- REQUIRED WORK
Copy the records from the very beginning through the line containing "an instance may be in several separate parts", swapping "separate" for "distinct" and changing nothing else.

——

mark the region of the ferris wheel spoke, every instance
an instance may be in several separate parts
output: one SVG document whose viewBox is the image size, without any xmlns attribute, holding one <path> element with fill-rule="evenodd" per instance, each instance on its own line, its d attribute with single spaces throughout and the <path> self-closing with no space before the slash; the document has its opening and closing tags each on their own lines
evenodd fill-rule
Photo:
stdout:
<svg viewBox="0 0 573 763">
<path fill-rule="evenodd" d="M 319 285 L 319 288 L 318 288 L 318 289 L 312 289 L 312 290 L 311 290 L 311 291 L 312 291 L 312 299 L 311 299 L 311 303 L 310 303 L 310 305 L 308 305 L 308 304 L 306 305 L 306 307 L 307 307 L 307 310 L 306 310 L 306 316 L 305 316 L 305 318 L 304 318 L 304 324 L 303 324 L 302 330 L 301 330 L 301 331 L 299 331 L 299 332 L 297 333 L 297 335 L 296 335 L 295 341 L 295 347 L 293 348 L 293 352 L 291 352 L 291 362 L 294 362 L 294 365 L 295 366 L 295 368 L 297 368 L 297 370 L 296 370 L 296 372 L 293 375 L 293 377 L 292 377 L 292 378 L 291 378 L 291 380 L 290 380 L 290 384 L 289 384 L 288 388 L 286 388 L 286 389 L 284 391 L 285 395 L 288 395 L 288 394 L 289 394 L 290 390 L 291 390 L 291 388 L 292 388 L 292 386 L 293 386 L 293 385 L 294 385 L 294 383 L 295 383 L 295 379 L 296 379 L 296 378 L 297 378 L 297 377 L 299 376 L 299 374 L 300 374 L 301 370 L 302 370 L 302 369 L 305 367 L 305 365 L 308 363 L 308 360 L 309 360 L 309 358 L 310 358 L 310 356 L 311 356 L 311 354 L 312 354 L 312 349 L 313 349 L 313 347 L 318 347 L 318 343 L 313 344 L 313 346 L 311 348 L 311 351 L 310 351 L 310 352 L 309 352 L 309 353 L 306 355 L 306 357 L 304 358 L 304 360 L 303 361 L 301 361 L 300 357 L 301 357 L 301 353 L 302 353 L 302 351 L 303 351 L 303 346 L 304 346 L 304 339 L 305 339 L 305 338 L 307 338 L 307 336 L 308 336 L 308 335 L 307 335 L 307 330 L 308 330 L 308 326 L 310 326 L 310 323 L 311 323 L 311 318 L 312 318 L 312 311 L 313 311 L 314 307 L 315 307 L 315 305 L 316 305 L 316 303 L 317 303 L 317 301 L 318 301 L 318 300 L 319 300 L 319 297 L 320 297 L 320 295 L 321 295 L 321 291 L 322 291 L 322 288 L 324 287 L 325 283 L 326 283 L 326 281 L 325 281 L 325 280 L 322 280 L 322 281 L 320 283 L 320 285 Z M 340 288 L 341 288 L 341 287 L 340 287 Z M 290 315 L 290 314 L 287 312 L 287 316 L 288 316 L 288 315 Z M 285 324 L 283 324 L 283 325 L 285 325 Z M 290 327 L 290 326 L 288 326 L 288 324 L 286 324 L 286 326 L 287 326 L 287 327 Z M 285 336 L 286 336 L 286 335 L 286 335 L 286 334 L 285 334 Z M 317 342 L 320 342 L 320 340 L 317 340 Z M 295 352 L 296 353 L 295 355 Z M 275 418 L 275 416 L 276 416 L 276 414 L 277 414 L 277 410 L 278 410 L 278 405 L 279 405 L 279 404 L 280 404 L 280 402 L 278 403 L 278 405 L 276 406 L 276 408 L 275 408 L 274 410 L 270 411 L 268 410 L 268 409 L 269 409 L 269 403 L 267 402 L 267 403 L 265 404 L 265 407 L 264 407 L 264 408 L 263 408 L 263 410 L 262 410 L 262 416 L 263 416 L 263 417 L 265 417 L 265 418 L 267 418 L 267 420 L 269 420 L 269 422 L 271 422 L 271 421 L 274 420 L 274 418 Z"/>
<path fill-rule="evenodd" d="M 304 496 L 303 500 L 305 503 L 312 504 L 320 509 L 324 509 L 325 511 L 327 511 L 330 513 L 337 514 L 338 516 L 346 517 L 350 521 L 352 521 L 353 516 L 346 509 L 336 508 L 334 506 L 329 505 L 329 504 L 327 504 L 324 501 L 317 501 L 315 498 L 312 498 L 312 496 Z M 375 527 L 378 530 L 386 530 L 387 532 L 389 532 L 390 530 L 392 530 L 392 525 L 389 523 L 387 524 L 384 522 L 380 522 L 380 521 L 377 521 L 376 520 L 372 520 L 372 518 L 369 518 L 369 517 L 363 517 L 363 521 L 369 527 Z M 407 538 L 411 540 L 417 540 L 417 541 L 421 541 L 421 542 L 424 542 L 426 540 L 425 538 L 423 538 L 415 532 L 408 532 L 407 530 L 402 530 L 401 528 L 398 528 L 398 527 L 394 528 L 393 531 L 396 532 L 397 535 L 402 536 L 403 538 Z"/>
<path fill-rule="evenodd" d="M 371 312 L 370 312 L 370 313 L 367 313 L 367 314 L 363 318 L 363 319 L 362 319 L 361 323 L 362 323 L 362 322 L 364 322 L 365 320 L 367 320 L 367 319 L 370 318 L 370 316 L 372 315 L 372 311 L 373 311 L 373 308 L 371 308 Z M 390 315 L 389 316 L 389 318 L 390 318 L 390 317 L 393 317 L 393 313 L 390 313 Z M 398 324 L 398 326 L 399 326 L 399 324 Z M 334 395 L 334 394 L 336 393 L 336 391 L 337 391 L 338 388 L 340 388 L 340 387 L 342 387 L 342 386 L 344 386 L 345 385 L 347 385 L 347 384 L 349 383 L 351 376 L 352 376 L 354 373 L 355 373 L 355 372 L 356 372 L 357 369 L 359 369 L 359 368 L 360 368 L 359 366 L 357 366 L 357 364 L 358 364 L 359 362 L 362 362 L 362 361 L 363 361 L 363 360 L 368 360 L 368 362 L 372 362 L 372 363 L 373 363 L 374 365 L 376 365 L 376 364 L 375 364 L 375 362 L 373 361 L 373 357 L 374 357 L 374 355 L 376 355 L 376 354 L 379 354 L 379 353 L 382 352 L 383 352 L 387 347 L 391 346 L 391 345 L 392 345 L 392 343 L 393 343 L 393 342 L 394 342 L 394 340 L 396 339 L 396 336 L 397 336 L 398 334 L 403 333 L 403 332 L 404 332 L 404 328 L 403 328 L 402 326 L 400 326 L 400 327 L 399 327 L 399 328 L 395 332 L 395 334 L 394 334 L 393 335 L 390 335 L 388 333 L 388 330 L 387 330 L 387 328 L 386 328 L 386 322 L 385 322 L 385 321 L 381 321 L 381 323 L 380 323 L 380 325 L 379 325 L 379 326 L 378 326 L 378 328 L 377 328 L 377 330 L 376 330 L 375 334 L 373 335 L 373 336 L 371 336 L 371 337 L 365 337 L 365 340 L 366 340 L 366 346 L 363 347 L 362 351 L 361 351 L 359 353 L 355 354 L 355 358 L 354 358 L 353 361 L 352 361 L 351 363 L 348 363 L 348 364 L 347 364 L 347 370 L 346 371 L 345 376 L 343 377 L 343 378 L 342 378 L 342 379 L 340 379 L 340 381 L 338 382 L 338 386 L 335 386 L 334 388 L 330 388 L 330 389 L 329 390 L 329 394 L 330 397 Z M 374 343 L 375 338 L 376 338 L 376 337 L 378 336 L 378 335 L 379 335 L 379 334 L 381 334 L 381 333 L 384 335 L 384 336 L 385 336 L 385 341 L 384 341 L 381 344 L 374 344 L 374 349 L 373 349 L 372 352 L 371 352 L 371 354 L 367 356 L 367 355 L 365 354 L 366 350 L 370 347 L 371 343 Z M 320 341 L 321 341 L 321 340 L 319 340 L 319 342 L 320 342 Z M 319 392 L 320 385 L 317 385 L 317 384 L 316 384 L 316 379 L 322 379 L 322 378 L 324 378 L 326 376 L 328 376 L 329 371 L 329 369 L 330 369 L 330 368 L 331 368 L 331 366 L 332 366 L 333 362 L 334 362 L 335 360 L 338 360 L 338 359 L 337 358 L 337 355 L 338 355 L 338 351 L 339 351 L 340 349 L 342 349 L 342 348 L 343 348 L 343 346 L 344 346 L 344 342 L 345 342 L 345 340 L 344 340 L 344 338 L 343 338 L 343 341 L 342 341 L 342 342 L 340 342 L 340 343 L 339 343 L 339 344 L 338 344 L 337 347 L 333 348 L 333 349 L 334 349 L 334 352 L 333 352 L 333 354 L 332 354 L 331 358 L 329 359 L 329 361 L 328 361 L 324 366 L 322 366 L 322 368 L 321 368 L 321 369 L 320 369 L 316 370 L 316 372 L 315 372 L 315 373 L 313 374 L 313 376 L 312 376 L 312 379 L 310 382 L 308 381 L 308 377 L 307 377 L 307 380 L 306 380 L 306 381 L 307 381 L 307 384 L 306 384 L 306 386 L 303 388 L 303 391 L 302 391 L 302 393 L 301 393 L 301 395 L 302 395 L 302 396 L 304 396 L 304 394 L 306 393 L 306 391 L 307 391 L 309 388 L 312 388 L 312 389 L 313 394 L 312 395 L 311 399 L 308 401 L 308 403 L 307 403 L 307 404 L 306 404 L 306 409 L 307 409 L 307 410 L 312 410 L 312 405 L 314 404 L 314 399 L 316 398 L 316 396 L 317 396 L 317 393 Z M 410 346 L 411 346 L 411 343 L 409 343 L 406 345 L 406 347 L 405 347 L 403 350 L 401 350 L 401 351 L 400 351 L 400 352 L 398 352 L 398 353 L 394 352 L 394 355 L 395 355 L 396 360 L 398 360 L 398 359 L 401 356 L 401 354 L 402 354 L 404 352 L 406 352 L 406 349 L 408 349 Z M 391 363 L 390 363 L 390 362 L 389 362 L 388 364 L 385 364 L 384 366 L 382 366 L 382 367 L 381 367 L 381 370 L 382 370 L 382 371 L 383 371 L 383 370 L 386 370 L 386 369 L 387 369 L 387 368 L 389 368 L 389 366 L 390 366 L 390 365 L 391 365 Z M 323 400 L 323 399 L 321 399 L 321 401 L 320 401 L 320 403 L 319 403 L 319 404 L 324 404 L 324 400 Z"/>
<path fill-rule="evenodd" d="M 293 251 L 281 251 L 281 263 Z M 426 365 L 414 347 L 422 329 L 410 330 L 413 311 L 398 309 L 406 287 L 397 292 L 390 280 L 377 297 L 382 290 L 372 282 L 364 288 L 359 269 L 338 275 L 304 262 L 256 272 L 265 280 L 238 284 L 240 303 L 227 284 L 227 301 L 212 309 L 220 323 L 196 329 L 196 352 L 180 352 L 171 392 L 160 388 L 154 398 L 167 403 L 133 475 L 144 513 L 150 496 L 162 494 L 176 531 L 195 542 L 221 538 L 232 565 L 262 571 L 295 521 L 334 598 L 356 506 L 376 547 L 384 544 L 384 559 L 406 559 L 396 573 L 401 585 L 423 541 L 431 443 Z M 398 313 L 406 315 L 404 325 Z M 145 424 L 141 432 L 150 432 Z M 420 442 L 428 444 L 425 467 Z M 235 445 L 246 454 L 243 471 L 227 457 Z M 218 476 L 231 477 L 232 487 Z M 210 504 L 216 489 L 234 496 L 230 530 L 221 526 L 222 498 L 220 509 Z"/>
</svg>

——

- TASK OUTPUT
mark the region of the ferris wheel spoke, every instance
an instance may be in several distinct parts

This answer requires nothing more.